### TASK OBJECTIVE
Could you reproduce the stretch of rows from the line containing "rider's arm — where?" through the end of the rows, substituting "lamppost" for "lamp post" and leaving everything else unchanged?

[Excerpt from a dataset]

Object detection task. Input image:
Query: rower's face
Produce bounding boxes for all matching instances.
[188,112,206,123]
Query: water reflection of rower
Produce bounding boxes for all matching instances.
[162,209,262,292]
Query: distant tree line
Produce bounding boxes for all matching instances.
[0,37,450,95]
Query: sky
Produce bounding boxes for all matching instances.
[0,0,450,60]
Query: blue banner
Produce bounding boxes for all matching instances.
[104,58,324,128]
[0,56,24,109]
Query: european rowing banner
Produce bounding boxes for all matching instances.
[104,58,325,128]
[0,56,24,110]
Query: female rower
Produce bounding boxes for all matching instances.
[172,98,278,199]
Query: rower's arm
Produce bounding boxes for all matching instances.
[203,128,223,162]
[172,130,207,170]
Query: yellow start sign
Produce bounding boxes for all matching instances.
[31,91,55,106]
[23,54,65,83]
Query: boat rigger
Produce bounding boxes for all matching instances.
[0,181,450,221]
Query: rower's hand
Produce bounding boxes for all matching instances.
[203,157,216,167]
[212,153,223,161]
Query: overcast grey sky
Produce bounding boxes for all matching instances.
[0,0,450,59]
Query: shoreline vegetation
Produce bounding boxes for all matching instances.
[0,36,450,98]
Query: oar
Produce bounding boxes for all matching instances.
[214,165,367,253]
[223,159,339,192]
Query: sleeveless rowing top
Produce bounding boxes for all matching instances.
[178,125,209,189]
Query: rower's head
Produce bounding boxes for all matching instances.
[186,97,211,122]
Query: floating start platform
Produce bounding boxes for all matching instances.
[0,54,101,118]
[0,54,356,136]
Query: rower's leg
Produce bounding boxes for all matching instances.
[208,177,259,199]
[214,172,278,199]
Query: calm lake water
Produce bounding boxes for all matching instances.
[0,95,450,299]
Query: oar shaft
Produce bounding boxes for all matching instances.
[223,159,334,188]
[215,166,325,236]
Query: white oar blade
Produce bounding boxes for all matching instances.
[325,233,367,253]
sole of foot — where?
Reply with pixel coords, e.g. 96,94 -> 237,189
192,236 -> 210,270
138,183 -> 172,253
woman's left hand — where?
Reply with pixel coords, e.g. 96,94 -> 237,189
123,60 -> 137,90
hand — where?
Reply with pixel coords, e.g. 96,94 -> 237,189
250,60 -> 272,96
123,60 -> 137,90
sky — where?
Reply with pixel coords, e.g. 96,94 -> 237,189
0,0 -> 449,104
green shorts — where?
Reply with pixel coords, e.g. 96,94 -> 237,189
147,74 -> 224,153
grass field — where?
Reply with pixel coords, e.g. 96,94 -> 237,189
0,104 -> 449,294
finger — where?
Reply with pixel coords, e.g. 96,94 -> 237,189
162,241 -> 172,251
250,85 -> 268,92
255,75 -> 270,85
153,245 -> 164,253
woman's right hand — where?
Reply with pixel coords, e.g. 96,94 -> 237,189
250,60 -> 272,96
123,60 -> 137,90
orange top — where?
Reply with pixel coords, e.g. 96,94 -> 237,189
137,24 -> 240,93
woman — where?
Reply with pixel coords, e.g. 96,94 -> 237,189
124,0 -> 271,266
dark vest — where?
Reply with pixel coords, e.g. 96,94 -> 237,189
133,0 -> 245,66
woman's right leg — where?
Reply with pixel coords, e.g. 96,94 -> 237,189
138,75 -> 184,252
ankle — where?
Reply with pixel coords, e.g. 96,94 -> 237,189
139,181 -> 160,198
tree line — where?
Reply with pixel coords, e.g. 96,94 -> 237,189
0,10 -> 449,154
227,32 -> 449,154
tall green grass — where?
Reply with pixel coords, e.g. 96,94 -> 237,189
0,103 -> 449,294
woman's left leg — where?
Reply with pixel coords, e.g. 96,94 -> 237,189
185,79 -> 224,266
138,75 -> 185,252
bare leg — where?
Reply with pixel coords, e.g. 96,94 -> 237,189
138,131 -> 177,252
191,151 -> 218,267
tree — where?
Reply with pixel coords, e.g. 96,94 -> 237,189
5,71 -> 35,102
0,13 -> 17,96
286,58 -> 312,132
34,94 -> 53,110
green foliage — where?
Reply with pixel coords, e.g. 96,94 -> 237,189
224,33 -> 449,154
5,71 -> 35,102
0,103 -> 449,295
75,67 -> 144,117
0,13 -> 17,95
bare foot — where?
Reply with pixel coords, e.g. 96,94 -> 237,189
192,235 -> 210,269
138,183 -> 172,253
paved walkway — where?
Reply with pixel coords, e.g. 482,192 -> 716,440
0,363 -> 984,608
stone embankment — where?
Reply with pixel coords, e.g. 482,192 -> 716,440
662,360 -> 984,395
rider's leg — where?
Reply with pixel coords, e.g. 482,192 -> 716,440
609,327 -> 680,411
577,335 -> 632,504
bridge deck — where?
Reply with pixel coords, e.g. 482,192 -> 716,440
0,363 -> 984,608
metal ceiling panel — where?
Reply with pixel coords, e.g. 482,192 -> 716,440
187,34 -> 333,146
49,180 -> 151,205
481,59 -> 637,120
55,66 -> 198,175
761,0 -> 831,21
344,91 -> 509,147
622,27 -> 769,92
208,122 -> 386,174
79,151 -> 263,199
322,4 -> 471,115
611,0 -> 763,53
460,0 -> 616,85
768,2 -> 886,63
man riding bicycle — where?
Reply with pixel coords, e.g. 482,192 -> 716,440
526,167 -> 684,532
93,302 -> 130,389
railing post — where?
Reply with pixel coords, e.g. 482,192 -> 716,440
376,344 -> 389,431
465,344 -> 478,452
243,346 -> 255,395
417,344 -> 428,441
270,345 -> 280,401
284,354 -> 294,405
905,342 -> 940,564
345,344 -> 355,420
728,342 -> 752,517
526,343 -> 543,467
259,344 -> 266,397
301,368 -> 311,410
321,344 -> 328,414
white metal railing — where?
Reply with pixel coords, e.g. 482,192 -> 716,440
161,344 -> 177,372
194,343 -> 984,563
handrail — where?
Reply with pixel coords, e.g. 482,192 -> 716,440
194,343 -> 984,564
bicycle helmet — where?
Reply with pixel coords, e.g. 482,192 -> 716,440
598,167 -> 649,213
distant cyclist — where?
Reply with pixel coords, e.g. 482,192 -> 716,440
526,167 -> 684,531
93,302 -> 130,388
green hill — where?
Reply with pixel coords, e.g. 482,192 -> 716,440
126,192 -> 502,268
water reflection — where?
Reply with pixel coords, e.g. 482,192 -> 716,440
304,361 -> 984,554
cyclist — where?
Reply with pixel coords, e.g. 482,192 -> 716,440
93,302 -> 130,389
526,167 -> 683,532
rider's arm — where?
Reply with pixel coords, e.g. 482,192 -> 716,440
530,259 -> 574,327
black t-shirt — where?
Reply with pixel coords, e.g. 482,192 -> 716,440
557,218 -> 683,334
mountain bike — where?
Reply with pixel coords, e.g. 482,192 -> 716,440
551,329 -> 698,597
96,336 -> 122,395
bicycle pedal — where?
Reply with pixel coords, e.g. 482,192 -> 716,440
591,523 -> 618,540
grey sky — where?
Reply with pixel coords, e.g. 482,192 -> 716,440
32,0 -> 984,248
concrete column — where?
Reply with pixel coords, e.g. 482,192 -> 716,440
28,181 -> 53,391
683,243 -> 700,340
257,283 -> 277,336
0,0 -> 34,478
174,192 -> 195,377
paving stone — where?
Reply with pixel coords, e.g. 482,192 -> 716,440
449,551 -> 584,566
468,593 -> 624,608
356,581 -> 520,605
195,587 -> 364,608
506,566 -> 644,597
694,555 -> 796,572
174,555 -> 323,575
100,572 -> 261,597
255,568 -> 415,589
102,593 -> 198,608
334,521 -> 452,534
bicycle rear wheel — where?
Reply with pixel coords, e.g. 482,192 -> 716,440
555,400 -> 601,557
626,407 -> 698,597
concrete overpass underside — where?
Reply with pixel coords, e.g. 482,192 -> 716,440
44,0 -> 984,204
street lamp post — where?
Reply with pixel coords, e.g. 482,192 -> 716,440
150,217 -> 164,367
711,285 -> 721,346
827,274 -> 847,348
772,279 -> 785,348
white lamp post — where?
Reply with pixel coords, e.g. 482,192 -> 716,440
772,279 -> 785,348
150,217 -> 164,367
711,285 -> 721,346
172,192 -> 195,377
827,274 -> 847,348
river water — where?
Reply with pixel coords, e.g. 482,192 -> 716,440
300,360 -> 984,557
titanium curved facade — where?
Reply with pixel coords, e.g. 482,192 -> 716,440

### ANSWER
rider's arm — where?
Reply with pixel coords, e.g. 482,192 -> 716,440
530,259 -> 574,327
black t-shirt — where?
Reply with pixel coords, e.g. 482,192 -> 716,440
557,218 -> 683,334
mountain bike — where?
Reply with pixel coords, e.g. 482,192 -> 716,440
551,329 -> 698,597
96,336 -> 122,395
bicycle pedal — where?
Reply with pixel coords, e.g. 482,192 -> 716,440
591,523 -> 618,540
grey sky — where?
Reply with pixel coords, e.g. 482,192 -> 716,440
32,0 -> 984,248
concrete column — where?
Reply with pixel coords, e.g. 482,192 -> 716,440
28,181 -> 53,391
683,243 -> 700,340
257,283 -> 277,336
0,0 -> 34,478
174,192 -> 195,377
paving stone — where?
Reply with pixel coords, e.g. 482,192 -> 716,440
449,551 -> 584,566
468,593 -> 624,608
356,581 -> 520,605
195,587 -> 364,608
506,566 -> 644,597
694,555 -> 796,572
174,555 -> 323,575
100,572 -> 261,597
255,568 -> 415,589
102,593 -> 198,608
334,521 -> 452,534
bicycle rear wheel — where?
Reply with pixel coords, e.g. 482,192 -> 716,440
555,400 -> 601,557
626,407 -> 698,597
concrete overpass underside — where?
Reply with pixel coords, e.g. 482,192 -> 716,440
44,0 -> 984,204
street lamppost — where?
Reply with pixel coords, e.g. 482,192 -> 716,440
150,217 -> 164,367
711,285 -> 721,346
827,274 -> 847,348
772,279 -> 785,348
white lamppost — where?
Reply with pixel coords, e.g. 482,192 -> 716,440
772,279 -> 785,348
150,217 -> 164,367
711,285 -> 721,346
172,192 -> 195,377
827,274 -> 847,348
river water — where?
Reply with pixel coords, e.g. 482,192 -> 716,440
300,360 -> 984,557
titanium curved facade — where?
Reply with pixel coords, e.g. 482,192 -> 716,440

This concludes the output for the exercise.